**Instructions for the task:** Every line from the one with "the boat antenna?" through the end of the records below should be restated word for word, and nothing outside that span.

BEGIN Exercise materials

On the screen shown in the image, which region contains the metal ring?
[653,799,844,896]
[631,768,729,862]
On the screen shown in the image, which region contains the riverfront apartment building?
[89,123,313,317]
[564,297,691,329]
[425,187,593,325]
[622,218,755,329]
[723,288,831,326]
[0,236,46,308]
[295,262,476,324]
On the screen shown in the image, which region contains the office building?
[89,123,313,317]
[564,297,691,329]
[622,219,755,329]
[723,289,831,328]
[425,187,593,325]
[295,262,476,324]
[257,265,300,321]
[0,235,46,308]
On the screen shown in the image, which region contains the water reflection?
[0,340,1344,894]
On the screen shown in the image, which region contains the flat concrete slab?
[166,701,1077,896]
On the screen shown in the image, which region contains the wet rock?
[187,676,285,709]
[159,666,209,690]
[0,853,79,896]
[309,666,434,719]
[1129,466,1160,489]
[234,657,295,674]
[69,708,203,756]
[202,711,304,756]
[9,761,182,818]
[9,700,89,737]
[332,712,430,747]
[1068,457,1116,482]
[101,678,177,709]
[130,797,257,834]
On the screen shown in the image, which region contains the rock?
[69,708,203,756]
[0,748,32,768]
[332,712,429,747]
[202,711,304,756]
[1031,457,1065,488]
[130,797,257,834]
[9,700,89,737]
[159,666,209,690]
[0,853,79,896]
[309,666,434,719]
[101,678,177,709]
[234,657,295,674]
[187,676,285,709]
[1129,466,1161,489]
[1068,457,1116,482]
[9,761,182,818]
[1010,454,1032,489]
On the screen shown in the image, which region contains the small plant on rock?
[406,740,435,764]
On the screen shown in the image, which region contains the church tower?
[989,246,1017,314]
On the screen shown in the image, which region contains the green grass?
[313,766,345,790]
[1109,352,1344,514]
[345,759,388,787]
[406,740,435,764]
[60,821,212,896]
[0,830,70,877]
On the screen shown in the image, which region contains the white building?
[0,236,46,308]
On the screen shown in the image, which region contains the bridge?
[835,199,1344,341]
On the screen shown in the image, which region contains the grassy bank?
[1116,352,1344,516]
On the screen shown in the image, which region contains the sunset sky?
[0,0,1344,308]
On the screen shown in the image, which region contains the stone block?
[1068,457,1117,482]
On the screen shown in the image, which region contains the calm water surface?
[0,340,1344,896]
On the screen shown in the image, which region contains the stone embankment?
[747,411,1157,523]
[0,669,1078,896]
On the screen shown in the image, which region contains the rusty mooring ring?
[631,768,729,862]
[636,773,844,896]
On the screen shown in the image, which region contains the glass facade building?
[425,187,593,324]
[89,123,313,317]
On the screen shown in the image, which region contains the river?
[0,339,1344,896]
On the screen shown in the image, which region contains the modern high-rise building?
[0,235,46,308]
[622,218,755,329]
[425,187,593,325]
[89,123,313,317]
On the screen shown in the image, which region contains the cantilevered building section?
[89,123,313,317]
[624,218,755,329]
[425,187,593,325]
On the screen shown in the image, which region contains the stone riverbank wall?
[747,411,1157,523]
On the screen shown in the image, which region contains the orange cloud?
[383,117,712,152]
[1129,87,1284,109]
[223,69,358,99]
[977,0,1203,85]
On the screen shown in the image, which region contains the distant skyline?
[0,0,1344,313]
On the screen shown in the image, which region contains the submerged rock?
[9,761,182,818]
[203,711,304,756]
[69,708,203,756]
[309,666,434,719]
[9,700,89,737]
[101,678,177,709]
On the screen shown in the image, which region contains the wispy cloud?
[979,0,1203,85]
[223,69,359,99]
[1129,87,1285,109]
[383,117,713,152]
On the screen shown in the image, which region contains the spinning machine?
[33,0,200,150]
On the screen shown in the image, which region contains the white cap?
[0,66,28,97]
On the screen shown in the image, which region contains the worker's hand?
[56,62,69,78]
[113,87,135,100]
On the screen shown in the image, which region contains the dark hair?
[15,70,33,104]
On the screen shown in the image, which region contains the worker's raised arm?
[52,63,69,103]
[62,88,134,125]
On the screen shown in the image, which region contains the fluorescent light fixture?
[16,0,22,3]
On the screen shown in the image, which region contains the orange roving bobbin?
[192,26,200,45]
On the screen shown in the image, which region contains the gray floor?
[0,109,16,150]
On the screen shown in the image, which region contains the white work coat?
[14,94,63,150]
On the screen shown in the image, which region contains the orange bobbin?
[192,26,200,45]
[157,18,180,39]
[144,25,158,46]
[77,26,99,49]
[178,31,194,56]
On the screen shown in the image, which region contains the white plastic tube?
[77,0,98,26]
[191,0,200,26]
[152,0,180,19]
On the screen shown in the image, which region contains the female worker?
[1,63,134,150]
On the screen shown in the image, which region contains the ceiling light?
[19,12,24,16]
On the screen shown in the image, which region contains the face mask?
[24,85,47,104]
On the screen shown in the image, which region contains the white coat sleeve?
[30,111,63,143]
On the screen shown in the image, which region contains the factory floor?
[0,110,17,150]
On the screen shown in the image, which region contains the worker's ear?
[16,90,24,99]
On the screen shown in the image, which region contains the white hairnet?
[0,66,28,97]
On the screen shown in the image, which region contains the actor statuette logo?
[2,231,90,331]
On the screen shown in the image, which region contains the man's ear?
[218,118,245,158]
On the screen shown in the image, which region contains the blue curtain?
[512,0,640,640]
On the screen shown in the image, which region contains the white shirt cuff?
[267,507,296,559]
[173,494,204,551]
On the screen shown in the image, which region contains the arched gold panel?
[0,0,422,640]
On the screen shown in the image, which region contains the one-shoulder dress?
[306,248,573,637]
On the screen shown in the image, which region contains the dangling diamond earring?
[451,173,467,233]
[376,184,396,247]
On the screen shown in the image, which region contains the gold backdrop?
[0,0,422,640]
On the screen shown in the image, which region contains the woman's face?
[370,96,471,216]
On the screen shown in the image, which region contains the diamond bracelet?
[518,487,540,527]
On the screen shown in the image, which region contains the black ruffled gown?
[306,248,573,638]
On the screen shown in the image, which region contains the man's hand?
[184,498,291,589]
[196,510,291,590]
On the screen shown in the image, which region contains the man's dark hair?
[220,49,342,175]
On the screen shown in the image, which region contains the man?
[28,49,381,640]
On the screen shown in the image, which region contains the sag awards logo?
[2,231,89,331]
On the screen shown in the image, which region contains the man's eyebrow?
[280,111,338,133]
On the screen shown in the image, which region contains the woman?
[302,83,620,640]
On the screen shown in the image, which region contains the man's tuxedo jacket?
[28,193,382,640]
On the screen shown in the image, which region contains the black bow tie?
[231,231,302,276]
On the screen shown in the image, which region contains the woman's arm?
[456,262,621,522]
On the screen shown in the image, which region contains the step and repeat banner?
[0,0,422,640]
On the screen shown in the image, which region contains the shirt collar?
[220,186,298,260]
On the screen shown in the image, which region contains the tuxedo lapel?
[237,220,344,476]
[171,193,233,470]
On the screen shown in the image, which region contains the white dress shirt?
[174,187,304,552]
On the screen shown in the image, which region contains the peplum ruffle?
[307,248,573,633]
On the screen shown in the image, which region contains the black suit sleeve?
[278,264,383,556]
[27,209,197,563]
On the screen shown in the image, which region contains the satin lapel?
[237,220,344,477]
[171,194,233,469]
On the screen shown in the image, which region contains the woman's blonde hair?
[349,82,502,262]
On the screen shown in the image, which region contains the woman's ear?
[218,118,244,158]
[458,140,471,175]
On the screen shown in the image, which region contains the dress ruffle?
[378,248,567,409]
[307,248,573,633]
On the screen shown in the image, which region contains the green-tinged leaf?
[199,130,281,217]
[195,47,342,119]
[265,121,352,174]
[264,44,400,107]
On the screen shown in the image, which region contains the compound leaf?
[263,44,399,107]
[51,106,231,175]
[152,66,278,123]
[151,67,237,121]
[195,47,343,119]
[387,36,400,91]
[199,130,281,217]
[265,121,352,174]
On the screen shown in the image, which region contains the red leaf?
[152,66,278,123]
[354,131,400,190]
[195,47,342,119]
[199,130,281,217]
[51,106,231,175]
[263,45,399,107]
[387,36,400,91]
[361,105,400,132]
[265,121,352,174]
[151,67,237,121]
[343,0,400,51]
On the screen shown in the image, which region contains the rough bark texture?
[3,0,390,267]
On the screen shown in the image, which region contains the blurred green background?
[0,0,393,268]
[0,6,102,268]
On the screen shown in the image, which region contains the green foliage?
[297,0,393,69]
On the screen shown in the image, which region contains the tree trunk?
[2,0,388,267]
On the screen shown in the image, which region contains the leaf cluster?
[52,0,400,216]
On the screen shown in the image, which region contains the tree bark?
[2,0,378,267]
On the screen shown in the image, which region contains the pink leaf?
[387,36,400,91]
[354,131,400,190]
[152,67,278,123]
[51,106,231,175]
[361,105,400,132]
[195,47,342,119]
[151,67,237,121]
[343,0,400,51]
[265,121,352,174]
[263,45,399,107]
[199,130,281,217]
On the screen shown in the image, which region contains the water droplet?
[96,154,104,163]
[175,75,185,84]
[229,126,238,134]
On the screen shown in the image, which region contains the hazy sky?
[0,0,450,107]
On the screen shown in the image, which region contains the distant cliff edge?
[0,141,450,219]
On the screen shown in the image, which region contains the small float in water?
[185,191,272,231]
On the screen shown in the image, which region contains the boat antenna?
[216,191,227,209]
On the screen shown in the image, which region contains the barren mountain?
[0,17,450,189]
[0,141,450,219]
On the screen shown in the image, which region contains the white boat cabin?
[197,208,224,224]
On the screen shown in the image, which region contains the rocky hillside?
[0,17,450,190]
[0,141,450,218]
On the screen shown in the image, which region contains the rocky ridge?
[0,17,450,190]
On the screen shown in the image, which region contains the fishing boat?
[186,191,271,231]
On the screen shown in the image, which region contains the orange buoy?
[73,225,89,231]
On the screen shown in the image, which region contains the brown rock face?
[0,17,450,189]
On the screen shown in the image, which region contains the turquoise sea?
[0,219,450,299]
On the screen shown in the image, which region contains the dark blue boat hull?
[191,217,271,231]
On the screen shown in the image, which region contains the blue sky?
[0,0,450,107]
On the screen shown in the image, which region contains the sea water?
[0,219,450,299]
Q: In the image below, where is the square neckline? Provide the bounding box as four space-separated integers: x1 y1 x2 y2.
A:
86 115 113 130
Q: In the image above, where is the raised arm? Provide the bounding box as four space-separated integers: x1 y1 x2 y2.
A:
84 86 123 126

END Exercise materials

**Solution below:**
On the screen shown in the image, which region contains the boat antenna?
[216,191,227,209]
On the screen shown in the image, which region contains the barren mountain?
[0,17,450,189]
[0,141,450,219]
On the screen shown in the image, which region contains the white boat cabin?
[197,208,224,224]
On the screen shown in the image, which region contains the rocky hillside?
[0,17,450,190]
[0,141,450,218]
On the screen shown in the image, which region contains the rocky ridge?
[0,17,450,190]
On the screen shown in the image, which region contains the fishing boat?
[186,191,271,231]
On the screen shown in the image, which region contains the orange buoy?
[73,225,89,231]
On the screen shown in the image, which region contains the brown rock face?
[0,17,450,189]
On the screen shown in the image, which region contains the turquoise sea?
[0,219,450,299]
On the screen shown in the image, which region contains the dark blue boat hull?
[191,217,271,231]
On the screen shown in the image, which region contains the blue sky?
[0,0,450,107]
On the screen shown in the image, which region contains the sea water?
[0,219,450,299]
Q: In the image below, where is the square neckline? Provide the bounding box as four space-separated integers: x1 y1 x2 y2.
A:
86 115 113 130
Q: In the image above, where is the raised arm? Provide the bounding box as four space-separated integers: x1 y1 x2 y2.
A:
84 86 123 126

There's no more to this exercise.